TASK INSTRUCTIONS:
Give back the entire listing verbatim.

--- Start of GIVEN DATA ---

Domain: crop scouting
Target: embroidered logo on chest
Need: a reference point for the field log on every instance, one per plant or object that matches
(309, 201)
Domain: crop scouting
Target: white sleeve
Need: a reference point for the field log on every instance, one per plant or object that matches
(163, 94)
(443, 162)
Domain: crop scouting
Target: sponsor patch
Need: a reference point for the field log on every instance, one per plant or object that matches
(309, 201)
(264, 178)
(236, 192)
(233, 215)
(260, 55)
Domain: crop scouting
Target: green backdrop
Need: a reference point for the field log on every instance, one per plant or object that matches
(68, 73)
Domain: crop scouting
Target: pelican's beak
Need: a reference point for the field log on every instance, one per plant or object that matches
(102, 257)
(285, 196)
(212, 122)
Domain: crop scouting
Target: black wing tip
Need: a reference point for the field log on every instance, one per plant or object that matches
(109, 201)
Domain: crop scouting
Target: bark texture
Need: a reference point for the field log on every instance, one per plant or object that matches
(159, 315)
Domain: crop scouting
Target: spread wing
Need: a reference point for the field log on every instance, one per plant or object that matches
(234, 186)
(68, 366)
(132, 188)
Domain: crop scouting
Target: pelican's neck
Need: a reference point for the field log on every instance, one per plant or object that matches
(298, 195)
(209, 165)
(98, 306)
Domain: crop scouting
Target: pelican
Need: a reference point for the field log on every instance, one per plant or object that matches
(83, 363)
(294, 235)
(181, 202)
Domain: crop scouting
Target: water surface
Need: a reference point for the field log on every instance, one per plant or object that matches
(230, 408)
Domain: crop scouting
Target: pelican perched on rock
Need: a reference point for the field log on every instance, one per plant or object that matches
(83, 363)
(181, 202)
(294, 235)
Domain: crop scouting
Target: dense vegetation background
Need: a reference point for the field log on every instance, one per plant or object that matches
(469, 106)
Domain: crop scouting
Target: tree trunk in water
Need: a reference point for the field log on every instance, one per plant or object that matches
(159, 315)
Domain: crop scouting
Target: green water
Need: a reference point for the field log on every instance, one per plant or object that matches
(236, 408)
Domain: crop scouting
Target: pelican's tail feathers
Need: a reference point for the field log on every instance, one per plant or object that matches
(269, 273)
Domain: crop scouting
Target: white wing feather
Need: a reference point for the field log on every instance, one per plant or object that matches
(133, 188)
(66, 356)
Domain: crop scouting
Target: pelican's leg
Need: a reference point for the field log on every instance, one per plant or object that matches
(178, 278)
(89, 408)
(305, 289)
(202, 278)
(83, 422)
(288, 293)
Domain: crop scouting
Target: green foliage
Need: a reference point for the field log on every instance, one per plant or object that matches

--- End of GIVEN DATA ---

WRITTEN RESPONSE:
Domain: crop scouting
Target: embroidered logo on chest
Need: a reference point for the field log on every instance, one per plant or object that matches
(309, 201)
Domain: crop scouting
Target: white sleeve
Need: a reference point for the field log on every instance, one per plant or object that matches
(163, 94)
(443, 162)
Domain: crop scouting
Target: sponsor patch
Need: a reference point for the field log on every instance, one per plant or object that matches
(309, 201)
(264, 178)
(236, 192)
(233, 215)
(260, 55)
Domain: crop scouting
Target: green backdrop
Need: a reference point for the field log on every instance, one per plant or object that matches
(68, 73)
Domain: crop scouting
Target: pelican's beak
Need: a reference point for the field log on every instance, one per plant or object that matches
(102, 257)
(285, 196)
(212, 122)
Domain: crop scouting
Target: black wing tip
Need: a reference point for the field log on every instance, one per plant or object that matches
(109, 201)
Domain: crop scouting
Target: bark texture
Need: a reference point for the field log on every instance, one per plant or object that matches
(159, 315)
Domain: crop scouting
Target: spread wing
Need: a reference point for the field log on every instance, one per plant or object that matches
(234, 186)
(68, 366)
(132, 188)
Domain: crop scouting
Target: pelican's neck
Need: a reference point for the field log on every instance, one per plant or object that matches
(298, 195)
(209, 165)
(98, 306)
Domain: crop scouting
Target: pelican
Need: a reference point for the field log on every instance, one per plant or object that matches
(83, 363)
(294, 235)
(181, 202)
Domain: crop scouting
Target: water surface
Need: a reference point for the field log on every instance, one per plant or object that matches
(230, 408)
Domain: crop scouting
Target: pelican perched on rock
Need: a reference point for the field log on every instance, one per plant or object that matches
(83, 363)
(181, 202)
(294, 235)
Domain: crop scouting
Target: dense vegetation background
Need: a reference point for the field log on every instance, one per plant or object that matches
(469, 106)
Domain: crop scouting
Target: tree trunk in water
Need: a reference point for the field log on every instance, one per plant or object that matches
(159, 315)
Domain: crop scouting
Target: green water
Need: a reference point for the field log on every instance, one per plant or object that matches
(236, 408)
Domain: crop scouting
Target: pelican's tail feathers
Need: a reference point for the field log on every instance, one per plant or object that matches
(269, 273)
Domain: crop scouting
Target: white wing feather
Need: a reference point for the field log on every instance, one per plant or object that matches
(133, 188)
(66, 356)
Domain: crop scouting
Target: pelican's leg
Need: a reference point for the field log on every instance, one per plant or object that matches
(178, 278)
(89, 408)
(305, 289)
(202, 278)
(83, 422)
(288, 293)
Domain: crop scouting
Target: green foliage
Need: a reference point for the field log on every instance, one per plant or object that matches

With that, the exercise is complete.